Work to do:
Count the lines in the records below that contain the string "shirt", and reply with only that number.

Data provided:
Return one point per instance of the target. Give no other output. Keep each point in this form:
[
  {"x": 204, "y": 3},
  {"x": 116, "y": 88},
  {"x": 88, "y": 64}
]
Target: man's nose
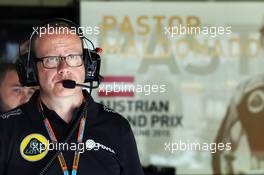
[
  {"x": 63, "y": 66},
  {"x": 24, "y": 96}
]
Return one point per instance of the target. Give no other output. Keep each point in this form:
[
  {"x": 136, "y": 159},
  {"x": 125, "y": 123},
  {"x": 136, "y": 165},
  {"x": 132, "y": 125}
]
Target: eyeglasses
[{"x": 51, "y": 62}]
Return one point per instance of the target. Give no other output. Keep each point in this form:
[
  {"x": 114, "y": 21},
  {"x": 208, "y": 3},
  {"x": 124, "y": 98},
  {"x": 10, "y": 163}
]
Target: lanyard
[{"x": 54, "y": 139}]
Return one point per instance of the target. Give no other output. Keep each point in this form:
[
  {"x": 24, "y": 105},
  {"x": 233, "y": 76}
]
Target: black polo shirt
[{"x": 109, "y": 146}]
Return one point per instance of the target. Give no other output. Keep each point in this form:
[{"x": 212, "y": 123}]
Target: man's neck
[{"x": 63, "y": 106}]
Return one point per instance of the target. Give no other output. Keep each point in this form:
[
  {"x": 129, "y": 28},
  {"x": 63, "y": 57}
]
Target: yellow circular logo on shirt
[{"x": 34, "y": 147}]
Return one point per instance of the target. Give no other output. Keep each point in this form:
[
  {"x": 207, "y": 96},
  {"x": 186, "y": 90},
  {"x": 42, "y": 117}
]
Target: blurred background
[{"x": 182, "y": 82}]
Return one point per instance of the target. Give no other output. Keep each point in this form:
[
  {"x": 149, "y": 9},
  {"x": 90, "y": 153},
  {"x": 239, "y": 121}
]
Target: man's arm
[
  {"x": 131, "y": 164},
  {"x": 225, "y": 134}
]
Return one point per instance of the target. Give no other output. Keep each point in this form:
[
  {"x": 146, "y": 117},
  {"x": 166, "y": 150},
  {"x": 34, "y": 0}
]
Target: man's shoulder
[
  {"x": 15, "y": 113},
  {"x": 12, "y": 113}
]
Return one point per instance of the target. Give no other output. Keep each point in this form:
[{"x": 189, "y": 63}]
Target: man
[
  {"x": 62, "y": 130},
  {"x": 12, "y": 94},
  {"x": 243, "y": 123}
]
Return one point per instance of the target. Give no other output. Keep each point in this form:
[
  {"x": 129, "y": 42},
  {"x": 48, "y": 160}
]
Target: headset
[{"x": 26, "y": 65}]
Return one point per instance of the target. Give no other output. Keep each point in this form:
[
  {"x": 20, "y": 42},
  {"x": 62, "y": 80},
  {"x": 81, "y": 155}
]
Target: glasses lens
[
  {"x": 74, "y": 60},
  {"x": 51, "y": 62}
]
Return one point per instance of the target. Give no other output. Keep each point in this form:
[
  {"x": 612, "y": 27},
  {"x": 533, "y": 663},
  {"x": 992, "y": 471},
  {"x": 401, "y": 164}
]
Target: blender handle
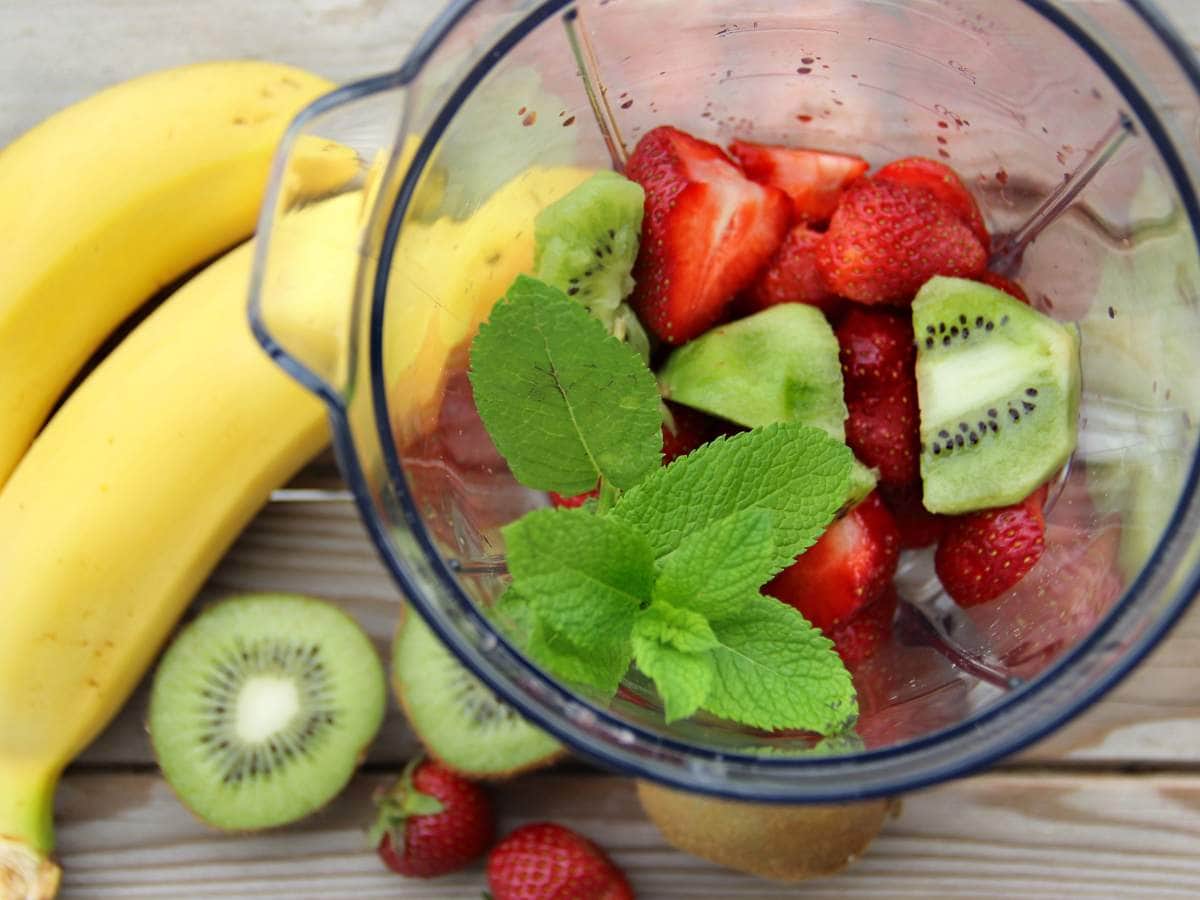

Answer for this exercise:
2